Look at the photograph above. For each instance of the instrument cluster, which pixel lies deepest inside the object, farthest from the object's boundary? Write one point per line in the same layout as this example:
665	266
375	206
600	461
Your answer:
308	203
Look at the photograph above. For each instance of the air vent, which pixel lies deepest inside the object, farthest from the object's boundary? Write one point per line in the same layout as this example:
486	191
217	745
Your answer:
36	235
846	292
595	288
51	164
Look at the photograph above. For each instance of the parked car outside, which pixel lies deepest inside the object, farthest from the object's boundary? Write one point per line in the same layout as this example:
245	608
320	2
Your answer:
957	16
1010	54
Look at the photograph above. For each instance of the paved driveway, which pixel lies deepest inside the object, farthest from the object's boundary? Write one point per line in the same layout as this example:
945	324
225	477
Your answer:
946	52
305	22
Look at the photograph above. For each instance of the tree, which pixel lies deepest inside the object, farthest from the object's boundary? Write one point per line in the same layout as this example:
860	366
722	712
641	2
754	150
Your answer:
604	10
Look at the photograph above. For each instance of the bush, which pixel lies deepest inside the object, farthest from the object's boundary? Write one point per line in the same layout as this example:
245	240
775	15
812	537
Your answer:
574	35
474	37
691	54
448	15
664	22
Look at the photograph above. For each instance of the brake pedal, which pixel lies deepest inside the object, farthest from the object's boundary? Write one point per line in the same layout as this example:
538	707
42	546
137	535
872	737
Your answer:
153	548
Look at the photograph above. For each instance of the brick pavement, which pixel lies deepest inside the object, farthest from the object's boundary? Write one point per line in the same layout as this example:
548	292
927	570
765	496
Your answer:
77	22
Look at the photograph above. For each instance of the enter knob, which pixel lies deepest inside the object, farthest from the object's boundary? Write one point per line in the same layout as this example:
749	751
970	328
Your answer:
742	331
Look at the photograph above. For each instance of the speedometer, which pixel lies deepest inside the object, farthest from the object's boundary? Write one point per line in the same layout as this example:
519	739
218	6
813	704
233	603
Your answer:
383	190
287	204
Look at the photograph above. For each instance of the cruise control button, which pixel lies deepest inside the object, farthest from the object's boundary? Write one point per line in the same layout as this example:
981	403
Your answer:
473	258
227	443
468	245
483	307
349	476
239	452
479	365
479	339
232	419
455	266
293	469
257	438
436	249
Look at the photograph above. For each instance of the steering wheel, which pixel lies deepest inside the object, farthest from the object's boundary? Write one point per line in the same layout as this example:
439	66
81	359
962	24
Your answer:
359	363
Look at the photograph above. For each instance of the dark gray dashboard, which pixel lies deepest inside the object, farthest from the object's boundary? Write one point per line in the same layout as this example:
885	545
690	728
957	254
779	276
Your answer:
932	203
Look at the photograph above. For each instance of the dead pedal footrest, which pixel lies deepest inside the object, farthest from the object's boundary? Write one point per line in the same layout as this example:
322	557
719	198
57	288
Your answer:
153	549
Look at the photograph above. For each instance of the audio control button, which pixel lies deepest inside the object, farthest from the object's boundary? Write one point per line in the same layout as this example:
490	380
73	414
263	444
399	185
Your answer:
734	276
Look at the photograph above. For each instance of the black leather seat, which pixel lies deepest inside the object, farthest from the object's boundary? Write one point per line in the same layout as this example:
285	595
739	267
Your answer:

→ **WHAT THIS TASK INVOLVES**:
Everything in the listing above should be restated exactly.

→ **EXERCISE RESPONSE**:
Look at the photograph above. For each instance of the instrument cluster, which pixel lies deepest inside the object, farthest from the object's boundary? Write one point per line in the same layout as this example:
665	266
375	206
600	461
Your answer:
308	203
Look at the photograph above. For each instance of the air vent, which pixel lies deepest inside the object, farthest from the object's boundary? Write one point per line in the same layout as this example:
486	191
217	745
Your answer:
36	235
846	292
595	288
51	164
Look at the photograph above. For each instance of the parked car outside, which pixel lies deepest inside the object, farthest from the object's boundary? Write one point per line in the same layout as this example:
245	608
320	2
Your answer:
957	16
1010	54
Look at the photograph above. For each instance of the paved driveway, which pixel lies deepest inside the object, farthest from the object's boundary? Write one point per line in the same layout as this example:
945	324
225	477
Your answer:
946	52
305	22
Look at the photograph above. For each instance of the tree, which pixel lies deepest inside the object, farthest from the object's boundary? Write one point per line in the same layout as this example:
860	366
722	712
641	2
754	150
Your answer:
604	10
Look at the photograph above. For each instance of the bush, which pixel lies deepest inside the object, farthest from the object's boundary? Write one point per line in the same layout as this example:
245	240
775	15
812	537
Your answer:
574	35
474	37
691	54
448	15
664	22
Look at the photograph above. For each instance of the brake pedal, which pixel lies deepest inside the object, farthest from the object's boundary? Write one point per line in the same layout as this example:
538	707
42	546
137	535
872	737
Your answer:
153	548
Look at the photograph above. For each instance of the brick pavement, which pixel lies deepest inside the object, farthest from the object's boundary? Write one point per line in the same layout as this example:
548	292
927	570
765	496
Your answer:
77	22
Look at the photograph above. For each instance of the enter knob, which pixel lies deepest inside the object, farthest from the object's boundary? Write one point per line in the same layout as this example:
749	751
970	328
Your answer:
742	331
Look at the photograph above. For each instance of the speedometer, which pixel lies deepest inside the object, farthest from the object's boundary? Write one point per line in the same layout as this example:
519	739
218	6
813	704
233	603
Your answer:
383	190
287	204
Look at the photograph above. For each instance of the cruise control button, which pixel lies deepest inside the object, farthest from the object's boundary? Write one point per line in the same layout as this example:
981	403
Your answer:
473	258
227	443
468	245
483	307
349	476
239	452
479	365
479	339
232	419
455	266
293	469
257	438
436	249
Look at the photograph above. For each instance of the steering wheel, which pixel lies deepest inside the object, farthest from the object's boundary? Write one point per line in the same layout as this example:
439	66
81	359
962	24
Your answer:
359	363
Look at the photograph above. For each instance of the dark gray dashboard, which pixel lies deepest inside the object, farthest from the object's boundary? Write one point per line in the same layout as this example:
885	545
690	728
957	254
779	276
Your answer:
932	203
Look at the photograph above. For each instance of the dead pedal footrest, which pixel lies deepest inside the object, farthest from the object's boundary? Write one point per line in the same layout as this example:
322	557
719	198
57	288
Your answer:
153	549
Look at the photograph above. For each instance of the audio control button, which pixel lies deepest inside the object, farthest from the object's boundary? Write one point per line in the same layout as this example:
490	380
73	414
263	444
399	185
Your answer:
734	276
Look at the photograph above. For each instance of the black leather seat, which pixel lies deepest inside the object, farthest from the object's boundary? Write one point per line in the same layout as this example:
285	595
739	267
Your answer:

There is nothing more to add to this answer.